_Exercise_:
List each line in the records below that contains the word "shadow".

[Items listed in a dataset]

--- --- ---

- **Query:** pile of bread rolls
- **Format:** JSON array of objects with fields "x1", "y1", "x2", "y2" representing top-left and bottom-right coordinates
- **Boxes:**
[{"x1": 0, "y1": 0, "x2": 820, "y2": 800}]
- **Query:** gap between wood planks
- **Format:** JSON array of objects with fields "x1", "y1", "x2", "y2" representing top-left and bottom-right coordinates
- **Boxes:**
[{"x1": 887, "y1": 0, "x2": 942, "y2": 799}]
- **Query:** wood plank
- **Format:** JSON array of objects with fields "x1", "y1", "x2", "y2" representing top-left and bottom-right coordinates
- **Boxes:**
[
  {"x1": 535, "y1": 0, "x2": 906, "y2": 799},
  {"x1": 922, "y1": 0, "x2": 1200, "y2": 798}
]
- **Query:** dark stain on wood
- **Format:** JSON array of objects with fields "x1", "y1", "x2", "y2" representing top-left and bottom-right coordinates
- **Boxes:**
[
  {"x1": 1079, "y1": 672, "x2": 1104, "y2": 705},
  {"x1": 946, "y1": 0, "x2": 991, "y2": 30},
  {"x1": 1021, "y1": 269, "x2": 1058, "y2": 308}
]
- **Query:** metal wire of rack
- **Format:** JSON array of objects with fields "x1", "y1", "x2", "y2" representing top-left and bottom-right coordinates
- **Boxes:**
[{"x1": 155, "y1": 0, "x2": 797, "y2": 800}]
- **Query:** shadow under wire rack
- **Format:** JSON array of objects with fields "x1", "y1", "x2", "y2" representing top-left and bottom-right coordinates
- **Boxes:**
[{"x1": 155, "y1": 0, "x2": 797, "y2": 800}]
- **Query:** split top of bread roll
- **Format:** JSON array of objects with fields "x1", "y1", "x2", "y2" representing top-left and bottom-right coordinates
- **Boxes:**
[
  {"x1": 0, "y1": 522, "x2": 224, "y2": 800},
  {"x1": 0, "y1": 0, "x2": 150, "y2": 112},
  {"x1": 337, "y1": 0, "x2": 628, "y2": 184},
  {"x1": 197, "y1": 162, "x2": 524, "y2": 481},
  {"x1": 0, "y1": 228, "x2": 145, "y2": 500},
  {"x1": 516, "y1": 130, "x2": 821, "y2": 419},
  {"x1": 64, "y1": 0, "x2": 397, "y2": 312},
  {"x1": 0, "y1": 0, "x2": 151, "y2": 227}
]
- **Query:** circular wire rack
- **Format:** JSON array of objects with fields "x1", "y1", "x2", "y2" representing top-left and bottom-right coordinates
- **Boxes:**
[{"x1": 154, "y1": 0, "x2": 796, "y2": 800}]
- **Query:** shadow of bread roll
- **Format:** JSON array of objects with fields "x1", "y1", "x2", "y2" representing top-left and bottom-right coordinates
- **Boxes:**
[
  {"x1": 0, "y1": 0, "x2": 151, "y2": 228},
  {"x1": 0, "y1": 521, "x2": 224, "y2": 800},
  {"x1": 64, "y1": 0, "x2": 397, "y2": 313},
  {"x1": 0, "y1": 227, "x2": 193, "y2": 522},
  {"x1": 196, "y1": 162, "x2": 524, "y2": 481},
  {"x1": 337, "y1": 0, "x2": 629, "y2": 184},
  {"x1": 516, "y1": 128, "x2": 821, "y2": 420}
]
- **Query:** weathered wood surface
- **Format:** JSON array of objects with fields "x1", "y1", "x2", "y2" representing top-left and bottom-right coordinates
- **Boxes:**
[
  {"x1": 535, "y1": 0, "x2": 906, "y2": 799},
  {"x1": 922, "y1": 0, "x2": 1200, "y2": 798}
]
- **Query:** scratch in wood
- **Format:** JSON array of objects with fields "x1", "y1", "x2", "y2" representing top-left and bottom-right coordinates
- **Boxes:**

--- --- ---

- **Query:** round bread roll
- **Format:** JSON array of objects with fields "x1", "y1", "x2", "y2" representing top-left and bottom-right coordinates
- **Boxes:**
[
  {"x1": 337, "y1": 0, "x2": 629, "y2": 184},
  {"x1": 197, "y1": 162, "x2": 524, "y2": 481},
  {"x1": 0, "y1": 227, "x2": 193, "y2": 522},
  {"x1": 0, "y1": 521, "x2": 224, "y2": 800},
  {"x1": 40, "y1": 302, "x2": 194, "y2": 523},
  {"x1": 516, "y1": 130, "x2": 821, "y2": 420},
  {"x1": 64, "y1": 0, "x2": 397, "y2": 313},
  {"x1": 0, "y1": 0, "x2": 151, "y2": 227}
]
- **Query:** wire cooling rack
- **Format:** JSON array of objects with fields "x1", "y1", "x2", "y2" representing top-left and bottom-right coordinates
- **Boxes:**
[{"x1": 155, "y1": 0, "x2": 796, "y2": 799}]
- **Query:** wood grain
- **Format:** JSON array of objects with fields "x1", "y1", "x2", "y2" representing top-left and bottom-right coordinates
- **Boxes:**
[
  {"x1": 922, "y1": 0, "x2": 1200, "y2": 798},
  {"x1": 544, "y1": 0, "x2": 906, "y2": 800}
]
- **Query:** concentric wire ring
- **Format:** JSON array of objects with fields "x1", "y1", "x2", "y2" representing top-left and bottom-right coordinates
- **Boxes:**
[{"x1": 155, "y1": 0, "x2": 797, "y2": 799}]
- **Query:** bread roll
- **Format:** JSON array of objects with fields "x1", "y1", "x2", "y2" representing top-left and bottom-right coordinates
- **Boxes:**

--- --- ---

_Exercise solution_:
- **Query:** shadow under wire rack
- **Query:** shadow of bread roll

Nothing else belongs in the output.